Quote the review below, starting with "Summary. The paper" and going on through "improve final performance.".

## QUOTED PASSAGE
*****

Summary. The paper claims that entropy collapse during RL training of reasoning LLMs limits performance, and establishes an empirical transformation equation R=-a*e^H+b between policy entropy H and downstream reward R, indicating that performance is traded from entropy and bottlenecked by its exhaustion with a predictable ceiling at H=0. It derives theoretically that entropy dynamics are driven by the covariance between action probability and logit change (proportional to advantage under policy-gradient updates), shows empirical match between this covariance and observed entropy differences, notes that the covariance remains mostly positive (explaining monotonic entropy decrease), and proposes Clip-Cov and KL-Cov interventions that restrict updates on high-covariance tokens to encourage exploration and improve final performance.

Significance. If the fitted R-H relation proves robust and the interventions are shown to respect or exceed the predicted curve, the work could meaningfully advance practical entropy management in RL for LLMs, addressing a recurring scaling obstacle. The covariance-based mechanistic account of entropy change is a clear strength that could guide future algorithm design, provided its generality is established beyond the reported runs.

major comments (3)

The transformation equation R=-a*e^H+b is presented as an 'empirical law' that 'strongly indicates' performance is traded from entropy and 'bottlenecked by its exhaustion.' This relation is obtained by fitting observed (H,R) pairs along standard RL trajectories; no derivation connects the covariance-driven entropy dynamics to the specific exponential form. Moreover, while Clip-Cov and KL-Cov are shown to raise final performance while preserving entropy, the manuscript does not verify whether the new (H,R) points remain on the original fitted curve or exceed the extrapolated ceiling, leaving the causal bottleneck interpretation unsupported by interventional evidence.
In the theoretical analysis, the covariance term is stated to be proportional to advantage when using Policy Gradient-like algorithms. This creates a risk of circularity because advantage is the quantity that directly drives the policy update; the manuscript should explicitly state the assumptions under which the proportionality holds and clarify whether the observed positivity of the covariance is a derived necessity or an empirical regularity of the specific tasks and runs.

*****

## SUPPLIED ENTRIES
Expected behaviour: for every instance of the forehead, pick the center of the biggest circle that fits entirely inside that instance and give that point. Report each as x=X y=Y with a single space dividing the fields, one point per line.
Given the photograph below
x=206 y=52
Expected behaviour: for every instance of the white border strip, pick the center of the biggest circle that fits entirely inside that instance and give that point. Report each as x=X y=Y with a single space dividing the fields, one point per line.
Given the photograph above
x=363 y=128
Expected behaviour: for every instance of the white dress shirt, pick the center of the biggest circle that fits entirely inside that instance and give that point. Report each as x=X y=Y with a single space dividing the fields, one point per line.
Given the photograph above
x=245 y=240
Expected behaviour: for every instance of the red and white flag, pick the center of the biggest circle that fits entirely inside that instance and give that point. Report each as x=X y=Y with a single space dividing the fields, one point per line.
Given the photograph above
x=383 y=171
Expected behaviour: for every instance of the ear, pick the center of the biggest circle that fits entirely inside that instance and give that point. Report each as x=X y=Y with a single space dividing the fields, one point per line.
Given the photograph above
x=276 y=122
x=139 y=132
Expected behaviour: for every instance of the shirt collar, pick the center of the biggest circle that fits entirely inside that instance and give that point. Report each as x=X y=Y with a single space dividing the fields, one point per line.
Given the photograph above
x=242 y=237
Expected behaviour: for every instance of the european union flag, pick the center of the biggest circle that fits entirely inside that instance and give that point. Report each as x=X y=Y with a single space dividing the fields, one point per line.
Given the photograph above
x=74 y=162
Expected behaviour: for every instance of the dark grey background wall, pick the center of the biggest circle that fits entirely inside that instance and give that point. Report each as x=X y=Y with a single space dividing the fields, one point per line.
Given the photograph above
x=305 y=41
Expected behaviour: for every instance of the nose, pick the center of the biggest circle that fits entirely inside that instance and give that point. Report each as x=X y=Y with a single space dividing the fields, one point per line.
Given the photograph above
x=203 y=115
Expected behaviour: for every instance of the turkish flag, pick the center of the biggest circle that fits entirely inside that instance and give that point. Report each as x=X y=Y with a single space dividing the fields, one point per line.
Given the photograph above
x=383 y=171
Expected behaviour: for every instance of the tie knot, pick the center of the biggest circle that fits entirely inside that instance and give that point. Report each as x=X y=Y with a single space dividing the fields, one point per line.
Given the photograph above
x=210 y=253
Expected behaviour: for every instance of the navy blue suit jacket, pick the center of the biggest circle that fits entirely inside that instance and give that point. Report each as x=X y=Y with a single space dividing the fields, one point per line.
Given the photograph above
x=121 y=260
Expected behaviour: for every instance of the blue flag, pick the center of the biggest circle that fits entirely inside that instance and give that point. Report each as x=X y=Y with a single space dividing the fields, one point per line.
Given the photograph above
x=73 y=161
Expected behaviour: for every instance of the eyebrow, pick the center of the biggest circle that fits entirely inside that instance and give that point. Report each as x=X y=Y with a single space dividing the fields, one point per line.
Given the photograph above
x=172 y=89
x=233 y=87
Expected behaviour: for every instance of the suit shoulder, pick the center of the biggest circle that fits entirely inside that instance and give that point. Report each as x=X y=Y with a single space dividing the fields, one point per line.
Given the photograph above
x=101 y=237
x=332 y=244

*****

## RESULT
Summary. The paper claims that entropy collapse during RL training of reasoning LLMs limits performance, and establishes an empirical transformation equation R=-a*e^H+b between policy entropy H and downstream reward R, indicating that performance is traded from entropy and bottlenecked by its exhaustion with a predictable ceiling at H=0. It derives theoretically that entropy dynamics are driven by the covariance between action probability and logit change (proportional to advantage under policy-gradient updates), shows empirical match between this covariance and observed entropy differences, notes that the covariance remains mostly positive (explaining monotonic entropy decrease), and proposes Clip-Cov and KL-Cov interventions that restrict updates on high-covariance tokens to encourage exploration and improve final performance.